§ TASKS TO PERFORM
A – In the nanoparticle reply, please copy the part from "A typical amp" up to and including "more confusing file.)", substituting "model" for "fit".
B – In the nanoparticle reply, what share of the sample did linear combination analysis suggest was metal?

Sure, Joseph.

These were nanoparticles made with a reverse micellar method. Past experience has shown that this synthesis produces a passivating oxide layer on an iron core; the passivating layer is usually amorphous, which is a good thing; hematite has a lattice mismatch and thus doesn't passivate. Linear combination analysis suggested this samples was 75% metal and 25 +/- 5% oxide.

A typical amp entry is:

S02_Fe*Frac_bcc*(1-3/4*reff/R_Fe+1/16*(reff/R_Fe)^3)

S02_Fe is just the usual S02 factor, and "should" be from 0.70 to 1.0. It's lower than that in the fit I've sent you; that's one of the indications the fit may not yet be done. (I've actually gone much further with this fit, but that would have made for a more confusing file.)

§ RECORDS PROVIDED
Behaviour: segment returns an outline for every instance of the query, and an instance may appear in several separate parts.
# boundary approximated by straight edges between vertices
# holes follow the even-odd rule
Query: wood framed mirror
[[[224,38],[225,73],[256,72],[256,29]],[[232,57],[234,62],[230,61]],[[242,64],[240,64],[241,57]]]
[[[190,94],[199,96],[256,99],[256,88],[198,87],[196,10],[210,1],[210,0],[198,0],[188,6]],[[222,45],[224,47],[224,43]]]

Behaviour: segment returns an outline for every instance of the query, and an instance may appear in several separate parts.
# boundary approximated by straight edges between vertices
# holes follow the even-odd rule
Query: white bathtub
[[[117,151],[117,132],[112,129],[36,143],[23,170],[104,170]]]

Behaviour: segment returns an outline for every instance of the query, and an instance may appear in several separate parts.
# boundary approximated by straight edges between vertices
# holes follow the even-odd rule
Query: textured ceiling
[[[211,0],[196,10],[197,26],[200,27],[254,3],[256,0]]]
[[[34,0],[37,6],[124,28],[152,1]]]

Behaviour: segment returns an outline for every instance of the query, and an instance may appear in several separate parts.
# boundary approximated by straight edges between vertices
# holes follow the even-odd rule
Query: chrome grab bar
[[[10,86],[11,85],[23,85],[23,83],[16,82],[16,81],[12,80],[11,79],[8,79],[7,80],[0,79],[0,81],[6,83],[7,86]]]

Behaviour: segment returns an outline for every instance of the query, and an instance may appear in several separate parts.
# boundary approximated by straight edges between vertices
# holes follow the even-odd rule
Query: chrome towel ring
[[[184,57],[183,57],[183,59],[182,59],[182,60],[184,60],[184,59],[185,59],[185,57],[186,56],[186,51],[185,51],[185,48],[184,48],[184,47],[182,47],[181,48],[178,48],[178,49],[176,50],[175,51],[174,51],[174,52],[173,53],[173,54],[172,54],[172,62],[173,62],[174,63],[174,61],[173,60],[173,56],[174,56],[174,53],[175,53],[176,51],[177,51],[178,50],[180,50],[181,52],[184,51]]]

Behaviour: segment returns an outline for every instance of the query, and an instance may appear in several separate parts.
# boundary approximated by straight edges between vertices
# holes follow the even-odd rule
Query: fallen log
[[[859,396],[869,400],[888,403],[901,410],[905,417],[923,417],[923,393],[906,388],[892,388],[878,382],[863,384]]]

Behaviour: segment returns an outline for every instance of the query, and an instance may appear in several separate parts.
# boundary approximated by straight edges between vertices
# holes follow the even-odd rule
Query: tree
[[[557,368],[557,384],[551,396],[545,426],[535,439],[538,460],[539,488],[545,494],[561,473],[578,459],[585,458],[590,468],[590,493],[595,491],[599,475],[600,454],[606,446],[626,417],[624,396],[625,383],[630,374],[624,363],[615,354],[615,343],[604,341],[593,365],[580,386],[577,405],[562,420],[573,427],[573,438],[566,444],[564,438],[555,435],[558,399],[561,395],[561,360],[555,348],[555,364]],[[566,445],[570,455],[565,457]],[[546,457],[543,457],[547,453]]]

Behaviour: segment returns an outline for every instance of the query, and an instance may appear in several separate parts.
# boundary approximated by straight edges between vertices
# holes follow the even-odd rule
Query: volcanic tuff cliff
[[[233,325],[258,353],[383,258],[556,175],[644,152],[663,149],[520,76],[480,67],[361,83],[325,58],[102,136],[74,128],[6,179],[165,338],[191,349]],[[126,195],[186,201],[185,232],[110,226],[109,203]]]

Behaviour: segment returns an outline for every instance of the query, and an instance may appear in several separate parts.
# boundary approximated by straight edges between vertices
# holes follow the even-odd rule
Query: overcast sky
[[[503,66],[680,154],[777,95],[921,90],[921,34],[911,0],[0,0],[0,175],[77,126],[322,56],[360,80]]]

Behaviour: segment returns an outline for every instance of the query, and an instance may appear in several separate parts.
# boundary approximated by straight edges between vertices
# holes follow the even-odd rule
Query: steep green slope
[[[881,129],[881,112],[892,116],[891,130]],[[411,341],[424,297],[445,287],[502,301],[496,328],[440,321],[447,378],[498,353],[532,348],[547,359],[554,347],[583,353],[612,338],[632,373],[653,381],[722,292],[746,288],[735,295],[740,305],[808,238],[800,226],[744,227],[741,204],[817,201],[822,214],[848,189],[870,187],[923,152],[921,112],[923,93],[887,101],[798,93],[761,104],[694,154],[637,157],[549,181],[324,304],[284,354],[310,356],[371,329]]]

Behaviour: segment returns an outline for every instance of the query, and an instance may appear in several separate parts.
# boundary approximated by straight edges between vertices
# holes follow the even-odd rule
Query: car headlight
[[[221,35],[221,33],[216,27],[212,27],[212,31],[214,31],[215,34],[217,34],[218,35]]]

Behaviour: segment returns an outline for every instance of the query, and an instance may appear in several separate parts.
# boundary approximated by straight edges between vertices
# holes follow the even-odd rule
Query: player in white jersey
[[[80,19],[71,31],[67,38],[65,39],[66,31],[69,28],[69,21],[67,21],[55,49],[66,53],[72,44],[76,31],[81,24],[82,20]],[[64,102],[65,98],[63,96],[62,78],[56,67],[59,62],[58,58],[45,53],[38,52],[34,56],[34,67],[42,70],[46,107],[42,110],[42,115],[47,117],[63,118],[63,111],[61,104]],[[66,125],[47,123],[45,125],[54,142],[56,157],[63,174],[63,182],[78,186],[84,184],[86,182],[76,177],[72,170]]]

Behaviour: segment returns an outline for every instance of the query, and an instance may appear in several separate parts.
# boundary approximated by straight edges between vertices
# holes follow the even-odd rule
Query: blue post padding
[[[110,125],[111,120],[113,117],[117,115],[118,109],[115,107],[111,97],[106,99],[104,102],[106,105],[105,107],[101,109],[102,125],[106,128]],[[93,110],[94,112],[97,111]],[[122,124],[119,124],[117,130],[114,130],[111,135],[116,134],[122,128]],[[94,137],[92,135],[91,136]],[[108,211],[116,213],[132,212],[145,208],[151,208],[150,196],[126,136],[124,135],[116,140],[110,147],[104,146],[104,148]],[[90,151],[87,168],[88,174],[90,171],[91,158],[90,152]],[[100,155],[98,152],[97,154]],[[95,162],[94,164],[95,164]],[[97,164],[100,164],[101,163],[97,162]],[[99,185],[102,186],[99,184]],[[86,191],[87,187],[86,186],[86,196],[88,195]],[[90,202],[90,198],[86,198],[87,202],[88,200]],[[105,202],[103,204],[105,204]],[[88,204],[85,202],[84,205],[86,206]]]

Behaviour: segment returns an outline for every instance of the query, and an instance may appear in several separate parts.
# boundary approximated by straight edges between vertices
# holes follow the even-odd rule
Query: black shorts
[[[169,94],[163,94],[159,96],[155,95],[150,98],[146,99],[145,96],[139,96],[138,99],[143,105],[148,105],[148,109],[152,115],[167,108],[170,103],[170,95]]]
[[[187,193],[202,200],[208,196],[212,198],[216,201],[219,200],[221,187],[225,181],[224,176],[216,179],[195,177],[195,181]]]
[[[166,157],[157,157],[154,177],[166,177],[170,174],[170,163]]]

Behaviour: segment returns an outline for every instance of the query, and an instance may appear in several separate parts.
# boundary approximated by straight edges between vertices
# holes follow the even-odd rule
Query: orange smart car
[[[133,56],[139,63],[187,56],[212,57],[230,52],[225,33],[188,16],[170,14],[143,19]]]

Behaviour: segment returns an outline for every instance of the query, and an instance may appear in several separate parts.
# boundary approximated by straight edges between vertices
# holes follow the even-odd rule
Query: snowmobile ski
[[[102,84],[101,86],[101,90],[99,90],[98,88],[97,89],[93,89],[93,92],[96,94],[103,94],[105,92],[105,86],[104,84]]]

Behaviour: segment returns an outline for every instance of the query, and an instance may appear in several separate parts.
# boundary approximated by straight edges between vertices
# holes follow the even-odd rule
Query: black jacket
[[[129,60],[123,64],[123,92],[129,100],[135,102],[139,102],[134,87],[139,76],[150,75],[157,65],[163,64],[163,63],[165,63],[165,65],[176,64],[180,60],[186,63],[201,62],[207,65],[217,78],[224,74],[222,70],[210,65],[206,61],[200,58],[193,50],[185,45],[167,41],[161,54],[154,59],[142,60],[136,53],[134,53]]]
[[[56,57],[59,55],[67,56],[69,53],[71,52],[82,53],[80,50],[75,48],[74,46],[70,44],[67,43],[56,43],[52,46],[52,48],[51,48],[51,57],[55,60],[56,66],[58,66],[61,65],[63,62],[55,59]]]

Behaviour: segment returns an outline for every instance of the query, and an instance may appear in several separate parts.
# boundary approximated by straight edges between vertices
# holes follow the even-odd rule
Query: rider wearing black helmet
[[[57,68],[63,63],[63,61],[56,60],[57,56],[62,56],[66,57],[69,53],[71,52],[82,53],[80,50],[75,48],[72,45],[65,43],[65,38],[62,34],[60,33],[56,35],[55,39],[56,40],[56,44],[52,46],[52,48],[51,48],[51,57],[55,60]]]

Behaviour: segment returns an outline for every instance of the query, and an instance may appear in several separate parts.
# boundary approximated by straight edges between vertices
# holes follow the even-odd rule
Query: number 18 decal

§ OUTPUTS BY TASK
A –
A typical amp entry is:

S02_Fe*Frac_bcc*(1-3/4*reff/R_Fe+1/16*(reff/R_Fe)^3)

S02_Fe is just the usual S02 factor, and "should" be from 0.70 to 1.0. It's lower than that in the model I've sent you; that's one of the indications the model may not yet be done. (I've actually gone much further with this model, but that would have made for a more confusing file.)

B – 75%